Mandek Kasus Pemerasan Firli Bahuri: Hati-Hati atau Saling Sandera?
Sudah lebih dari 100 hari Polda Metro Jaya menetapkan mantan Ketua Komisi Pemberantasan Korupsi (KPK) Firli Bahuri sebagai tersangka dugaan pemerasan terhadap eks Mentan, Syahrul Yasin Limpo (SYL). Namun, hingga kini kasus tersebut justru terkesan jalan di tempat.
Bahkan, Kejaksaan Tinggi (Kejati) DKI Jakarta tercatat sudah dua kali mengembalikan berkas perkara Firli ke penyidik Subdit Tipikor Ditreskrimsus Polda Metro Jaya. Terakhir, berkas tersebut dikembalikan pada 2 Februari lalu.
Usai pengembalian, penyidik lantas kembali memeriksa sejumlah pihak sebagai untuk melengkapi berkas perkara itu sesuai petunjuk jaksa. Termasuk memeriksa SYL.
Firli selaku tersangka juga dijadwalkan oleh penyidik untuk kembali dimintai keterangan.
Namun, Firli dua kali absen dari panggilan pemeriksaan yakni pada 6 Februari dan 26 Februari.
Hal ini kemudian memunculkan desakan dari berbagai pihak agar Polda Metro Jaya segera melakukan penahanan terhadap Firli.
Terkait desakan tersebut, Kapolri Jenderal Listyo Sigit Prabowo hanya menyatakan pemeriksaan terhadap Firli sedang berjalan.
Listyo juga meyakini Polda Metro Jaya sedang melakukan pemeriksaan dengan cermat dan tak terburu-buru terhadap Firli.
"Tapi yang pasti mereka serius," ucap dia ketika ditemui di Perpustakaan Nasional, Jakarta, Senin (4/3).
Pengamat kepolisian dari Institute for Security and Strategic Studies (ISESS) Bambang Rukminto mengamini bahwa saat ini publik melihat tak ada progres berarti dalam proses hukum terhadap Firli.
Kata Bambang, pengembalian berkas perkara oleh kejaksaan dapat diartikan penyidik Polda Metro Jaya belum memenuhi bukti-bukti yang diminta jaksa.
"Tetapi juga bisa diartikan belum ada keseriusan dari penyidik Polda Metro. Indikasinya tentu ada pertimbangan-pertimbangan non-hukum sehingga proses terlalu lama," kata Bambang, Minggu (17/3).

→ **Data Tercatat**:
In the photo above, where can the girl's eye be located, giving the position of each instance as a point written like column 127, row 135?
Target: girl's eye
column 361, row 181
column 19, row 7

→ **Tugas Tertulis**:
a) Jawablah pertanyaan berikut berdasarkan artikel tentang kasus Firli Bahuri.
(i) Kapan berkas perkara Firli terakhir kali dikembalikan oleh Kejati DKI Jakarta?
(ii) Pada tanggal berapa saja Firli absen dari panggilan pemeriksaan?
(iii) Di mana Listyo Sigit Prabowo ditemui saat menyampaikan pernyataannya?
b) Tuliskan semua nama orang yang disebut dalam artikel tentang kasus Firli Bahuri.
Data tidak memiliki hubungan dengan artikel.

→ **Hasil per Tugas**:
a)
(i) Pada 2 Februari.
(ii) Pada 6 Februari dan 26 Februari.
(iii) Di Perpustakaan Nasional, Jakarta.

b) Firli Bahuri, Syahrul Yasin Limpo, Listyo Sigit Prabowo, Bambang Rukminto